Recast the lines below as a JSON list of strings with one string per line, skipping blank lines and leaving out the pictures.
##### ROWS
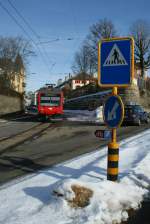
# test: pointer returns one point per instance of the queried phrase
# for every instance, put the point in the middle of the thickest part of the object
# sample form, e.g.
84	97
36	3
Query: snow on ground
30	200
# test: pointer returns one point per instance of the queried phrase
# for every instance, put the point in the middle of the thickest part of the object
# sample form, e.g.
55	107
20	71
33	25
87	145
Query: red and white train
50	102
##########
*SOLUTION BELOW*.
[
  "# test: pointer returns one point per instance of the queried phrase",
  "# for every instance, put the point in the middle of the thickest part of the object",
  "# sample form, e.g.",
  "84\t97",
  "36\t3",
  "Query: snow on ground",
  "30\t200",
  "# test: pointer returns one point per instance of the queried phrase",
  "# for every instance, put the point in the middle of the thickest part of the object",
  "# sample form, e.g.",
  "55\t107",
  "20\t71",
  "33\t25",
  "87\t145",
  "Query: red and white train",
  "50\t102"
]